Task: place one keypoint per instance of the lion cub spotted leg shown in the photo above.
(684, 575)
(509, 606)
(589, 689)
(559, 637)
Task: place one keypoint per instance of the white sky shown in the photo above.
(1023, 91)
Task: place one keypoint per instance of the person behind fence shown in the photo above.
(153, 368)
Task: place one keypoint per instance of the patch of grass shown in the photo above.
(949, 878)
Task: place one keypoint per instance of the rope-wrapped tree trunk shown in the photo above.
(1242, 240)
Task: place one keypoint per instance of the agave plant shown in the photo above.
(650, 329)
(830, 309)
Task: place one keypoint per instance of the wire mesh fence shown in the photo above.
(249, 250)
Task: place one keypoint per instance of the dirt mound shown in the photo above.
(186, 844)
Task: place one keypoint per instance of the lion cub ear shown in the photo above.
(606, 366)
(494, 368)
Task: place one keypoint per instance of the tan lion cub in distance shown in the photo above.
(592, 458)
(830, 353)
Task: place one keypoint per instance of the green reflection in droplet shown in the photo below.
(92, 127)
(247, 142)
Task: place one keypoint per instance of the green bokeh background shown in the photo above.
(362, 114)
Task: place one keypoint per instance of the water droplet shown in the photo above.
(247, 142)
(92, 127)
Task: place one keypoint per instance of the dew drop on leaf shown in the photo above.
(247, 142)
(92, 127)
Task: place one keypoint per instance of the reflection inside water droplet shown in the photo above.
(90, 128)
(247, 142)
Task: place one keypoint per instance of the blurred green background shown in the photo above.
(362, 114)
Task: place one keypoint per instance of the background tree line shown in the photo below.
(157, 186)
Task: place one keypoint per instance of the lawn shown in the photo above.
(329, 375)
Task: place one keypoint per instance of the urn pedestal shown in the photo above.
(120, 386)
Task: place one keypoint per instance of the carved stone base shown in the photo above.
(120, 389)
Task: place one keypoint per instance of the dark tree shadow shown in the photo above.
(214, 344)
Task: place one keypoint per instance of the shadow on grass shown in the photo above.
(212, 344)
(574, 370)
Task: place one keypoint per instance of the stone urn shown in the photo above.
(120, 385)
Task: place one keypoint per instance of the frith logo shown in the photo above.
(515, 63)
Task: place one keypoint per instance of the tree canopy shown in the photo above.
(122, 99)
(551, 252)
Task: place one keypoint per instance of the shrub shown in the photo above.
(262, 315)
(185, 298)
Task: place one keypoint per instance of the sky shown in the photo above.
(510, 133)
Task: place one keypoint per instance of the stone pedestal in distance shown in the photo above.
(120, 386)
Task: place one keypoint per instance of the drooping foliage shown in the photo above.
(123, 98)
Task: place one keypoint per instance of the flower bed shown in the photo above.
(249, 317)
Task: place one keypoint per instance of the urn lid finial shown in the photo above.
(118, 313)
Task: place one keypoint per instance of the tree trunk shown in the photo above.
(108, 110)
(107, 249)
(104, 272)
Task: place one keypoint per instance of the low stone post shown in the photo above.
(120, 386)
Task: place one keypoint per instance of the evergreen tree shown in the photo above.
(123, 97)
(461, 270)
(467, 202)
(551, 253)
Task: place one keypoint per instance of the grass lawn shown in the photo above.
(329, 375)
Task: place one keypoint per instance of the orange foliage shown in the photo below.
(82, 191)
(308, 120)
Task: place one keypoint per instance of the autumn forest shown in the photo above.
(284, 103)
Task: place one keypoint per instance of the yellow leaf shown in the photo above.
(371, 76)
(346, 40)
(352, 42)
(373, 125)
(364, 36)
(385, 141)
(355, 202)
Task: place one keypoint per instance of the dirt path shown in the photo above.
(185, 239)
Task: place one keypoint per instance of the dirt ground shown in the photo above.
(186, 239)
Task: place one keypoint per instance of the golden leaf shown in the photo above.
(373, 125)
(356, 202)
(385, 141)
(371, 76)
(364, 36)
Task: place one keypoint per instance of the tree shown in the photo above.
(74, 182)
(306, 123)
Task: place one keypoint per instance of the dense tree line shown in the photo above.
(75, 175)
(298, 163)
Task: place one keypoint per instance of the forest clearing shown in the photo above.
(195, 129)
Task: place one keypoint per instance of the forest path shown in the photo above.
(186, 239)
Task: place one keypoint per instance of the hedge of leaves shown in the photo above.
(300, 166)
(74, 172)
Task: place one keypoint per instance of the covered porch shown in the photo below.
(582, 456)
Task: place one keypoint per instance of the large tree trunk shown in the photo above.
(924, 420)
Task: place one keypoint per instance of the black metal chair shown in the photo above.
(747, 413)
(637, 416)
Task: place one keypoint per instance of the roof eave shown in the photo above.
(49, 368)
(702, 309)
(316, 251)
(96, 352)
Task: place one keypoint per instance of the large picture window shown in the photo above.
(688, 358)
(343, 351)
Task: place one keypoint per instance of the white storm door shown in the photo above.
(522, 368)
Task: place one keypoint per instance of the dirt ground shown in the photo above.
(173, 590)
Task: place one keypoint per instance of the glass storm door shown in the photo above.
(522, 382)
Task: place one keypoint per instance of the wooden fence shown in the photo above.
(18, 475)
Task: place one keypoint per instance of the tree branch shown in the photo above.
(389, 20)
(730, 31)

---------------

**DO THIS**
Reproduce every entry shown above, precisely as it stands.

**RESULT OF THE TASK**
Task: place one keypoint per instance of the lion cub spotted leg shown in the photo above.
(684, 575)
(509, 606)
(589, 689)
(559, 637)
Task: place one keypoint per instance of the white sky shown in the photo above.
(1023, 91)
Task: place one keypoint per instance of the person behind fence shown in the photo above.
(153, 368)
Task: place one keypoint per instance of the patch of grass shown in the photo above.
(949, 878)
Task: place one keypoint per instance of the rope-wrapped tree trunk shown in the photo above.
(1242, 240)
Task: place one keypoint per instance of the agave plant shown in the photo above.
(650, 329)
(830, 309)
Task: place one keypoint per instance of the wire mesh fence shown in the photo above.
(249, 250)
Task: place one keypoint per instance of the dirt mound shown in the photo above.
(186, 844)
Task: place one keypoint per instance of the lion cub ear shown in the photo above.
(606, 366)
(494, 368)
Task: place one keypoint per instance of the tan lion cub in distance shown in the photo above.
(592, 458)
(830, 353)
Task: place one keypoint per instance of the green reflection in droplet shown in the photo below.
(92, 127)
(247, 142)
Task: place one keypoint per instance of the green bokeh background shown in the photo above.
(362, 114)
Task: place one keypoint per instance of the water droplet shown in the photo above.
(247, 142)
(92, 127)
Task: place one keypoint per instance of the dew drop on leaf shown in the photo above.
(247, 142)
(92, 127)
Task: place one keypoint per instance of the reflection inside water droplet shown in the photo above.
(90, 128)
(247, 142)
Task: place one keypoint per instance of the blurred green background shown in the photo above.
(362, 114)
Task: place one keypoint per instance of the background tree line shown in the photo below.
(157, 186)
Task: place one keypoint per instance of the lawn shown in the photo above.
(329, 375)
Task: place one keypoint per instance of the urn pedestal shown in the photo above.
(120, 386)
Task: place one keypoint per instance of the carved stone base shown in the photo above.
(120, 389)
Task: place one keypoint per instance of the dark tree shadow shown in the photo above.
(214, 344)
Task: place one keypoint per instance of the shadow on grass shown in the photo above.
(212, 344)
(574, 370)
Task: place one keypoint per instance of the stone urn shown in the photo above.
(120, 385)
Task: place one keypoint per instance of the frith logo shown in the photo above.
(515, 63)
Task: place one keypoint per instance of the tree canopy shown in the photo above.
(122, 99)
(551, 252)
Task: place one keypoint per instance of the shrub shown in the photo above.
(262, 315)
(185, 298)
Task: place one keypoint per instance of the sky shown in the photo above.
(510, 133)
Task: place one keypoint per instance of the stone pedestal in distance shown in the photo above.
(120, 386)
Task: place one keypoint per instance of the drooping foliage shown in the photo above.
(123, 98)
Task: place one keypoint per instance of the flower bed shown in the photo above.
(249, 317)
Task: place one keypoint per instance of the urn lid finial shown in the photo above.
(118, 313)
Task: place one keypoint per instance of the tree trunk shown in the photo above.
(108, 110)
(107, 249)
(104, 272)
Task: place one keypoint per instance of the low stone post shown in the photo above.
(120, 386)
Task: place one keypoint per instance of the evergreen tree shown in the photo above.
(123, 97)
(461, 270)
(467, 202)
(551, 253)
Task: place one keypoint per instance of the grass lawn shown in the photo above.
(329, 375)
Task: place one keypoint per instance of the orange foliage shown in the photo below.
(82, 191)
(308, 120)
Task: place one keypoint per instance of the autumn forest shown in the photo above.
(284, 103)
Task: place one keypoint per instance of the yellow leaf shown in the photo above.
(371, 76)
(346, 40)
(352, 42)
(373, 125)
(364, 36)
(385, 141)
(355, 202)
Task: place one keypoint per instance of the dirt path shown in the photo above.
(185, 239)
Task: place one keypoint per instance of the dirt ground shown in the photo above.
(186, 239)
Task: place one keypoint per instance of the golden leaf shown in the photo above.
(373, 125)
(356, 202)
(385, 141)
(371, 76)
(364, 36)
Task: place one keypoint per instance of the tree shown in the photo above.
(74, 182)
(306, 123)
Task: place one keypoint per instance of the dense tree line shown in the photo above.
(75, 175)
(298, 163)
Task: place one keypoint per instance of the forest clearing shown in the photo above.
(195, 129)
Task: place one keypoint per instance of the forest path shown in the photo above.
(186, 239)
Task: place one keypoint per instance of the hedge of leaves shown in the photo above.
(300, 166)
(74, 172)
Task: place one keypoint per instance of the covered porch shown in the photo below.
(582, 456)
Task: place one keypoint per instance of the large tree trunk shown in the photo above.
(924, 420)
Task: place one keypoint per instance of the black metal chair shown in the photo above.
(747, 413)
(637, 416)
Task: place one keypoint per instance of the roof eave shown in the photo above.
(49, 368)
(702, 309)
(316, 251)
(96, 352)
Task: place one keypoint per instance of the large picture window shown in the photo above.
(688, 358)
(343, 351)
Task: place one keypoint per instance of the white storm door shown in the photo above.
(522, 368)
Task: place one keypoint per instance of the dirt ground shown in the photo above.
(173, 590)
Task: place one keypoint per instance of the glass storm door shown in the photo above.
(522, 382)
Task: place one keypoint per instance of the wooden fence shown in the photo above.
(18, 475)
Task: place one keypoint per instance of the tree branch shown in the photo above.
(389, 20)
(730, 31)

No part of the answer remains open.